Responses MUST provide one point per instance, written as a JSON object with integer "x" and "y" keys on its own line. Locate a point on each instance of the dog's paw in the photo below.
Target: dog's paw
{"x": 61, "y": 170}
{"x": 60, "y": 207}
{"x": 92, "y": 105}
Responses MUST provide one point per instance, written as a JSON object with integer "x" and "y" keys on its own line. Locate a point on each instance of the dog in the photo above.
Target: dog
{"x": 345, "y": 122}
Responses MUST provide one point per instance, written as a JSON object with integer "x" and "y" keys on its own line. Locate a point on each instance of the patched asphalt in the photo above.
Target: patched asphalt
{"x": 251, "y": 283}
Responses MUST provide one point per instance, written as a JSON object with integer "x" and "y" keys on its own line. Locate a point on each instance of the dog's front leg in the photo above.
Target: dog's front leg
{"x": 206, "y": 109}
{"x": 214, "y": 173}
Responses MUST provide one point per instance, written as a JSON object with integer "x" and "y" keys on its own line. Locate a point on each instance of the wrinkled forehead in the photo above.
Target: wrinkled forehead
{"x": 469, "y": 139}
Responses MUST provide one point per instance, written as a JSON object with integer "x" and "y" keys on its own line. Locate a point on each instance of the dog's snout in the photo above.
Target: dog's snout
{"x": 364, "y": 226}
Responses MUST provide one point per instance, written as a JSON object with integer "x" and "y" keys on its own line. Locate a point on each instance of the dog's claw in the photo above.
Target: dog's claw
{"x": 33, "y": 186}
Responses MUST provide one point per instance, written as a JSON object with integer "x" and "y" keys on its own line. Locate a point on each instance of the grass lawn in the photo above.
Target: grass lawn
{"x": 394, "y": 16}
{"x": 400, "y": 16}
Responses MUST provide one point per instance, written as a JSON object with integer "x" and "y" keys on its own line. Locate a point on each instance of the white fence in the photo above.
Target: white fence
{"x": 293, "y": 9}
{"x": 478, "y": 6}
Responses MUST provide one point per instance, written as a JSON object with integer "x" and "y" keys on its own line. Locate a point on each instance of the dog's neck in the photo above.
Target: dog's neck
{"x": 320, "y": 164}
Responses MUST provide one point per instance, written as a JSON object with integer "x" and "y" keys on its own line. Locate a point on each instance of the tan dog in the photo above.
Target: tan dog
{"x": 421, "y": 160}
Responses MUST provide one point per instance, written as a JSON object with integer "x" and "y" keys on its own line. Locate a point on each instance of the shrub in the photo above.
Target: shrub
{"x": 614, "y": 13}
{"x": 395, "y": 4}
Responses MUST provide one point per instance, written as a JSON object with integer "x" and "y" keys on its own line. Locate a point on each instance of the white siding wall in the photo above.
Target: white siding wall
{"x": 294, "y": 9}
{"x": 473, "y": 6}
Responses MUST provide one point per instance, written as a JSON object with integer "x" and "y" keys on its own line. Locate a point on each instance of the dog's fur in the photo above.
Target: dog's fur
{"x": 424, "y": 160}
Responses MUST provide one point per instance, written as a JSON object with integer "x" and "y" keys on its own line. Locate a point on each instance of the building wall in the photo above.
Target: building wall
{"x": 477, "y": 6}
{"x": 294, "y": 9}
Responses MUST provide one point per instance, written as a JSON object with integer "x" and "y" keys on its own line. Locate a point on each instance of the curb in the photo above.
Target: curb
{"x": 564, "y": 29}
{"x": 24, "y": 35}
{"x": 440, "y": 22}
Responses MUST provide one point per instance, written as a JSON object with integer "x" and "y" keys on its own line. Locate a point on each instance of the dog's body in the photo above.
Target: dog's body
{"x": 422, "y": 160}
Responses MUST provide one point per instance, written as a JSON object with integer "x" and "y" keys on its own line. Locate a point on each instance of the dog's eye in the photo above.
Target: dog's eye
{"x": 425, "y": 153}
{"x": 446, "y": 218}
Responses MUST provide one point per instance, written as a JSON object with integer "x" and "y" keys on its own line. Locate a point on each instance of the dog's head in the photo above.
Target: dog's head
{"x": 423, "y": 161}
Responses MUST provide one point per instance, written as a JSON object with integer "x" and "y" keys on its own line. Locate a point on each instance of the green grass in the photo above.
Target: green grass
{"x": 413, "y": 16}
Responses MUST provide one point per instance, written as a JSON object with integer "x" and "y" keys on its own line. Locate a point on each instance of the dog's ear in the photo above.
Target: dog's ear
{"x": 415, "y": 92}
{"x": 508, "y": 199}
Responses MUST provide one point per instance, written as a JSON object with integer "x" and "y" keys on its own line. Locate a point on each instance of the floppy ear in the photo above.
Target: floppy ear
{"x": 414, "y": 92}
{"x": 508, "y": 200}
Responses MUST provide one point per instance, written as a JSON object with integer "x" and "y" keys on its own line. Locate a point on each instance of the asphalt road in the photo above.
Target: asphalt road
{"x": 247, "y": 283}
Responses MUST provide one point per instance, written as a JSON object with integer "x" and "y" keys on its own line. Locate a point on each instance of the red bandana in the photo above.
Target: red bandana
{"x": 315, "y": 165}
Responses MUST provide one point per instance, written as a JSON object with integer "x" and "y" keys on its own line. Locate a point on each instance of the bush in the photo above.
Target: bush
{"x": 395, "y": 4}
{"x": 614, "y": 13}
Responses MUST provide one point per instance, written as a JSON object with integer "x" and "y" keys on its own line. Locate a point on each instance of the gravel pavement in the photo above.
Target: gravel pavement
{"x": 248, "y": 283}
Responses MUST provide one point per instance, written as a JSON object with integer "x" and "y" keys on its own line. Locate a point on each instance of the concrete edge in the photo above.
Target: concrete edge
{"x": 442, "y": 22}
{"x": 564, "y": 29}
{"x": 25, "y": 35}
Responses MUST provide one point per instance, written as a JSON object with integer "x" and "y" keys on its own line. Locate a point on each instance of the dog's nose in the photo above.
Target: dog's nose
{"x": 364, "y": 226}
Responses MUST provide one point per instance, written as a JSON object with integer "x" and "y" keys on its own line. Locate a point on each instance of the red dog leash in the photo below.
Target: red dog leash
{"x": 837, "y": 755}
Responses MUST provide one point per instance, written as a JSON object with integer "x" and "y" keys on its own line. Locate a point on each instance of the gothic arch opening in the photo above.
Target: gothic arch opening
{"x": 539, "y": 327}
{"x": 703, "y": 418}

========

SET TASK:
The entries above must be returned exactly.

ANSWER IN FULL:
Responses MUST provide one point per instance, written as a JSON object with integer "x" and "y" keys on its own line. Locate a point on each instance of the dog's paw in the photo below.
Target: dog's paw
{"x": 61, "y": 170}
{"x": 60, "y": 207}
{"x": 92, "y": 105}
Responses MUST provide one point per instance, written as a JSON object with integer "x" and "y" keys on its own line. Locate a point on each instance of the dog in the photo above.
Target: dog
{"x": 345, "y": 122}
Responses MUST provide one point per instance, written as a JSON object with integer "x" and "y" keys on its own line. Locate a point on each instance of the patched asphalt in the photo above.
Target: patched asphalt
{"x": 251, "y": 283}
Responses MUST provide one point per instance, written as a JSON object with integer "x" and "y" keys on its own line. Locate a point on each instance of the dog's front leg in the photo above.
Target: dog's front leg
{"x": 206, "y": 109}
{"x": 214, "y": 173}
Responses MUST provide one point per instance, written as a JSON object with integer "x" and "y" keys on its own line. Locate a point on each instance of the wrinkled forehead in the photo above.
Target: wrinkled forehead
{"x": 469, "y": 139}
Responses MUST provide one point per instance, written as a JSON object with integer "x" and "y" keys on its own line. Locate a point on each instance of the dog's snout in the photo above.
Target: dog's snout
{"x": 364, "y": 226}
Responses MUST provide one point per instance, written as a JSON object with integer "x" and "y" keys on its own line. Locate a point on each instance of the dog's claw in the photo above.
Target: dog's claw
{"x": 33, "y": 186}
Responses MUST provide one point per instance, written as a JSON object with integer "x" and "y" keys on its own line. Locate a point on each instance of the grass lawn in the photo above.
Target: grass lawn
{"x": 394, "y": 16}
{"x": 400, "y": 16}
Responses MUST provide one point per instance, written as a JSON object with integer "x" and "y" keys on its own line. Locate a point on each instance of the white fence in the photo above.
Target: white fence
{"x": 293, "y": 9}
{"x": 478, "y": 6}
Responses MUST provide one point per instance, written as a JSON object with integer "x" and "y" keys on its own line. Locate a point on each instance of the dog's neck in the photo above.
Target: dog's neck
{"x": 320, "y": 164}
Responses MUST provide one point per instance, written as a JSON object with integer "x" and "y" keys on its own line. Locate a point on each instance of the tan dog in the photo above.
Target: tan dog
{"x": 421, "y": 160}
Responses MUST provide one point per instance, written as a JSON object with integer "x" and "y" keys on its own line. Locate a point on each instance of the shrub in the photo above.
Target: shrub
{"x": 614, "y": 13}
{"x": 395, "y": 4}
Responses MUST provide one point per instance, written as a JSON object with integer "x" and "y" keys on its own line. Locate a point on each instance of the white siding wall in the photo above.
Target: white siding wall
{"x": 294, "y": 9}
{"x": 473, "y": 6}
Responses MUST provide one point per instance, written as a JSON object with integer "x" and "y" keys on its own line. Locate a point on each instance of the dog's fur in the photo above.
Target: dog's fur
{"x": 424, "y": 160}
Responses MUST provide one point per instance, written as a JSON object with integer "x" and "y" keys on its own line. Locate a point on each instance of the building wall in the photo above.
Target: building wall
{"x": 477, "y": 6}
{"x": 294, "y": 9}
Responses MUST provide one point per instance, written as a JSON object with integer "x" and "y" keys on its own line. Locate a point on each instance of the curb in the photo above.
Target: curb
{"x": 564, "y": 29}
{"x": 24, "y": 35}
{"x": 440, "y": 22}
Responses MUST provide one point per instance, written as a JSON object with integer "x" and "y" keys on its own line. Locate a point on each instance of the dog's body in the photo above.
Target: dog's body
{"x": 422, "y": 160}
Responses MUST provide one point per instance, written as a JSON object with integer "x" and "y" keys on its own line. Locate a point on each instance of the dog's eye in the photo above.
Target: dog's eye
{"x": 425, "y": 153}
{"x": 446, "y": 218}
Responses MUST provide one point per instance, written as a JSON object with integer "x" and "y" keys on its own line. Locate a point on each instance of the dog's head in the photo above.
Target: dog's head
{"x": 423, "y": 161}
Responses MUST provide one point per instance, written as a JSON object with integer "x" and "y" keys on its own line. Locate a point on each instance of the green grass in the photo above.
Target: green grass
{"x": 413, "y": 16}
Responses MUST provide one point per instance, written as a JSON object with integer "x" and "y" keys on its own line. Locate a point on each instance of the dog's ear in the photo above.
Target: dog's ear
{"x": 415, "y": 92}
{"x": 508, "y": 199}
Responses MUST provide one point per instance, written as a JSON object with integer "x" and "y" keys on its own line. Locate a point on each instance of the floppy ear in the photo above.
Target: floppy ear
{"x": 414, "y": 92}
{"x": 508, "y": 200}
Responses MUST provide one point per instance, written as a JSON object with integer "x" and "y" keys on its own line. Locate a point on each instance of the asphalt road in the photo above.
Target: asphalt road
{"x": 247, "y": 283}
Responses MUST provide one point per instance, written as a JSON object with integer "x" and "y" keys on its own line. Locate a point on each instance of the red bandana in the photo above.
Target: red bandana
{"x": 315, "y": 165}
Responses MUST provide one point per instance, written as a JSON object with integer "x" and "y" keys on its own line. Locate a point on each instance of the bush in the photo above.
Target: bush
{"x": 395, "y": 4}
{"x": 614, "y": 13}
Responses MUST provide one point per instance, written as a JSON object with integer "x" and "y" keys on its own line. Locate a point on each instance of the gravel pavement in the photo above.
Target: gravel pavement
{"x": 248, "y": 283}
Responses MUST provide one point per instance, written as a JSON object with integer "x" and "y" keys on its own line. Locate a point on each instance of the concrete edge in the photo above.
Target: concrete edge
{"x": 442, "y": 22}
{"x": 564, "y": 29}
{"x": 25, "y": 35}
Responses MUST provide one point per instance, written as a JSON object with integer "x" and "y" keys on its own line. Locate a point on each instance of the dog's nose in the photo above.
Target: dog's nose
{"x": 364, "y": 226}
Responses MUST provide one point per instance, written as a JSON object with integer "x" and "y" keys on its own line. Locate a point on each instance of the red dog leash in the photo below.
Target: red dog leash
{"x": 837, "y": 755}
Responses MUST provide one point per instance, written as a JSON object with integer "x" and "y" keys on its own line. Locate a point on each instance of the gothic arch opening in the photo above.
Target: gothic arch opening
{"x": 539, "y": 327}
{"x": 703, "y": 418}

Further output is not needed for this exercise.